[WHAT YOU NEED TO DO]: Look in the data below for the line that contains "Where can you find the man?". Copy that line and the remaining lines exactly.

[DATA FOR THIS EXERCISE]:
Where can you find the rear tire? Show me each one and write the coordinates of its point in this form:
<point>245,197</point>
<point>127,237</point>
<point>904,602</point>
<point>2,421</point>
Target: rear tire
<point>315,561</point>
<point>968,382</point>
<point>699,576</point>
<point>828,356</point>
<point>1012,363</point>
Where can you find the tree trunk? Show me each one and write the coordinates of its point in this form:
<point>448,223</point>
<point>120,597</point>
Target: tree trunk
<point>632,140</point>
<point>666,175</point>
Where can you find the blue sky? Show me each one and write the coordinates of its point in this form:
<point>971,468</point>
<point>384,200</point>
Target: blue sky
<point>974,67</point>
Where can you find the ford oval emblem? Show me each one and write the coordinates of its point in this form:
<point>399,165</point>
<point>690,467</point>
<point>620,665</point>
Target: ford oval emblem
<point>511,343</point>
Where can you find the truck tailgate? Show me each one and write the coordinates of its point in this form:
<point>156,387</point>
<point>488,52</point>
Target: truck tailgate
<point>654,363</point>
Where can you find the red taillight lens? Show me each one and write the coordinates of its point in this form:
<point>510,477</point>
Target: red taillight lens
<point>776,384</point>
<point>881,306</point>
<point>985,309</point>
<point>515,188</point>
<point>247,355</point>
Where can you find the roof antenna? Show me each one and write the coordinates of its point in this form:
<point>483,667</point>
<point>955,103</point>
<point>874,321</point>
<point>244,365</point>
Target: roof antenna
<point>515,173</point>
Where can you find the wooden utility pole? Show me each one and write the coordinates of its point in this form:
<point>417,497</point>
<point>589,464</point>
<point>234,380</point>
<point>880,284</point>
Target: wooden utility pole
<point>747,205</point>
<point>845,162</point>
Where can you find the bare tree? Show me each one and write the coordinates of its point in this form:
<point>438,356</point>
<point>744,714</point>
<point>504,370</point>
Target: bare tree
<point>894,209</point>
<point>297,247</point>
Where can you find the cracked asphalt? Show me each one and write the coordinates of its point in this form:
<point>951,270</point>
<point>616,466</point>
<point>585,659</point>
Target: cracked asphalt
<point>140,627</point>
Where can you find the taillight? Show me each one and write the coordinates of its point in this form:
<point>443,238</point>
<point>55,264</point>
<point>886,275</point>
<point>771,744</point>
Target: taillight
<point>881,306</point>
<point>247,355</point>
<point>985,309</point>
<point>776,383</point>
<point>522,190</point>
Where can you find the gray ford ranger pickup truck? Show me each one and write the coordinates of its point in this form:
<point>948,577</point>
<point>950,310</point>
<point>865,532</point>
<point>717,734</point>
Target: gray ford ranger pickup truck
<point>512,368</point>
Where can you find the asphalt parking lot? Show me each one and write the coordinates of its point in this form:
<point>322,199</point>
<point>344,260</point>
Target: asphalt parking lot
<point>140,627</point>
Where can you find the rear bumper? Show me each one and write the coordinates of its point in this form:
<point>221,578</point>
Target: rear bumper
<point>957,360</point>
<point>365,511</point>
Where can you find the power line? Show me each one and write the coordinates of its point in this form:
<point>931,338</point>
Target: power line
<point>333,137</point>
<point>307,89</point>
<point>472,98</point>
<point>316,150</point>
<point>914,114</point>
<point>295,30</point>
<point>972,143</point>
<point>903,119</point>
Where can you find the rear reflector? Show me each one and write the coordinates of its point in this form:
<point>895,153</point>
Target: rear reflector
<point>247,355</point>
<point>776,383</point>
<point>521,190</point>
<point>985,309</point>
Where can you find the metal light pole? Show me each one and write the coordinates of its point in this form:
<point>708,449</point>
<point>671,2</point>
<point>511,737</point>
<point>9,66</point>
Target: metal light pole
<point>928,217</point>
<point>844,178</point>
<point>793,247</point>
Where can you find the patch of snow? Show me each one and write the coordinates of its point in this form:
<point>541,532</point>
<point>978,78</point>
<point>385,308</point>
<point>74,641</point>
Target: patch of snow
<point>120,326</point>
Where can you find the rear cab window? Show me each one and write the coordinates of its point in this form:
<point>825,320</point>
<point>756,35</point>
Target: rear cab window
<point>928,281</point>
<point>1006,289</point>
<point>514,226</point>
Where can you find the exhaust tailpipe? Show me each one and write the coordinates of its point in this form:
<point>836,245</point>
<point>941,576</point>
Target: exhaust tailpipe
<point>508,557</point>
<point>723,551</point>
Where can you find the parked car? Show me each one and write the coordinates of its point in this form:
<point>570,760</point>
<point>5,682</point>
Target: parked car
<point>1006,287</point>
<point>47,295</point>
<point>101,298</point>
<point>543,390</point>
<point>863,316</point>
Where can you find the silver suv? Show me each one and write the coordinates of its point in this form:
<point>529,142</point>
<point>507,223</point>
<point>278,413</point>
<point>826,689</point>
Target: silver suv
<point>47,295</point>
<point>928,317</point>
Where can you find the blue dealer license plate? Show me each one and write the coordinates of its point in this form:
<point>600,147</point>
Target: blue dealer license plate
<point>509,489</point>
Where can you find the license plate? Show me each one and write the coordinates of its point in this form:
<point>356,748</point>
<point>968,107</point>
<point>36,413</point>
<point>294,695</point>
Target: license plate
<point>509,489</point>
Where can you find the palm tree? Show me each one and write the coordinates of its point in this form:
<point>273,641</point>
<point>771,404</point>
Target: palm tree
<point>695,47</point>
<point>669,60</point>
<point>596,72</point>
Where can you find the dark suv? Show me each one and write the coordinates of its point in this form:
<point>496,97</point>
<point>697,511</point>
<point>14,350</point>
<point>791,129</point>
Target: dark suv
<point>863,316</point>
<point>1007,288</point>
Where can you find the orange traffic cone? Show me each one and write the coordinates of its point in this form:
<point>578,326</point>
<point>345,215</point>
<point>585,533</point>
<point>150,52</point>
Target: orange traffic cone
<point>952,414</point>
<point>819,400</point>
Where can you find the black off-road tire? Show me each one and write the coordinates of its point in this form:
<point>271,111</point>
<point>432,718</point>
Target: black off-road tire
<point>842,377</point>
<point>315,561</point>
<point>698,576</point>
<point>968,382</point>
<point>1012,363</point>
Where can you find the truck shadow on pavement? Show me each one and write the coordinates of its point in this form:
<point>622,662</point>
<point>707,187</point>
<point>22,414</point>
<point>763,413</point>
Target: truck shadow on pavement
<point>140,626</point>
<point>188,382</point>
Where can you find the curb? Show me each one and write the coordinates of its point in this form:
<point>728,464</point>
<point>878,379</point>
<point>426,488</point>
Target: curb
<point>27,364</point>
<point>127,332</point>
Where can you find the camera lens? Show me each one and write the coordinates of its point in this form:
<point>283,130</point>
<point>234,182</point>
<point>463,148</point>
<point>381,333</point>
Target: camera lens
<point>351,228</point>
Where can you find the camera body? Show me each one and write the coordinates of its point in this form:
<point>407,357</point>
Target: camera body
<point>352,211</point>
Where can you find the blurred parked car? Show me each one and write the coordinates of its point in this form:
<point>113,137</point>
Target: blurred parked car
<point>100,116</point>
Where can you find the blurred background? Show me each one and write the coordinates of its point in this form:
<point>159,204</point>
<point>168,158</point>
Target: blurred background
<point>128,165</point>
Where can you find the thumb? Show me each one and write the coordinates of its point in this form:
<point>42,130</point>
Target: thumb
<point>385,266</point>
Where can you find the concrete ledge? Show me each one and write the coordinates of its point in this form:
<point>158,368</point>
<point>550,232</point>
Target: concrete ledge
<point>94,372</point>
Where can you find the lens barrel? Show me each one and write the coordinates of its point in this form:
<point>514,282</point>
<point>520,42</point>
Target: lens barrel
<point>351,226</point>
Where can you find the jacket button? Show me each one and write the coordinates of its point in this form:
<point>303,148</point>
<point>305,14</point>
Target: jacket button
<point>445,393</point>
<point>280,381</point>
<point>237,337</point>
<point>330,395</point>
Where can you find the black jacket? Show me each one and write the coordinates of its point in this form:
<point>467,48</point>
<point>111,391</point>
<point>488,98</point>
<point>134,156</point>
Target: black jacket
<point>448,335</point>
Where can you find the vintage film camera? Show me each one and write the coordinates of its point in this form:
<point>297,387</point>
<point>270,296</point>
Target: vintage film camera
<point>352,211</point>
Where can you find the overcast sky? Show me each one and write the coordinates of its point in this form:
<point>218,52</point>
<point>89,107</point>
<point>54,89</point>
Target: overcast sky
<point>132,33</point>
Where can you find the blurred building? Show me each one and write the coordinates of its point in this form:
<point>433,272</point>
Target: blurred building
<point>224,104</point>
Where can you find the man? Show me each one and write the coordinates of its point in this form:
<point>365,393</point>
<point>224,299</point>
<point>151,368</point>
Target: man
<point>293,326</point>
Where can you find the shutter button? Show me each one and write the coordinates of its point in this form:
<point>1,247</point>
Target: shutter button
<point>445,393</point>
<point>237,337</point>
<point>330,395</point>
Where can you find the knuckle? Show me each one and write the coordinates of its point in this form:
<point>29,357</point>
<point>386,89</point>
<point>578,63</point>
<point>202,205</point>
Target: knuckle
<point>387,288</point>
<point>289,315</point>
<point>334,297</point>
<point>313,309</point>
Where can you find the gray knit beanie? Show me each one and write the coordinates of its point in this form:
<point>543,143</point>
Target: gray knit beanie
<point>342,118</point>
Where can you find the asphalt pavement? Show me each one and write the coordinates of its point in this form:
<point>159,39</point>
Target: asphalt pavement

[FINAL RESULT]:
Where can you find the man? Show me each one and write the coordinates of its point in this form:
<point>365,393</point>
<point>224,299</point>
<point>151,368</point>
Target: man
<point>293,326</point>
Where can you find the shutter button? Show me each one and write the coordinates of its point in this form:
<point>1,247</point>
Target: shutter button
<point>445,393</point>
<point>237,337</point>
<point>330,395</point>
Where can you find the knuckle? Show me each one and write the coordinates of its point in this form:
<point>29,357</point>
<point>386,89</point>
<point>578,63</point>
<point>202,205</point>
Target: knuckle
<point>387,288</point>
<point>289,315</point>
<point>334,297</point>
<point>313,309</point>
Where can you find the gray knit beanie? Show me each one and write the coordinates of its point in this form:
<point>543,143</point>
Target: gray knit beanie
<point>342,118</point>
Where can you find the asphalt pavement? Show me each one and write the coordinates of its point in this form:
<point>159,39</point>
Target: asphalt pavement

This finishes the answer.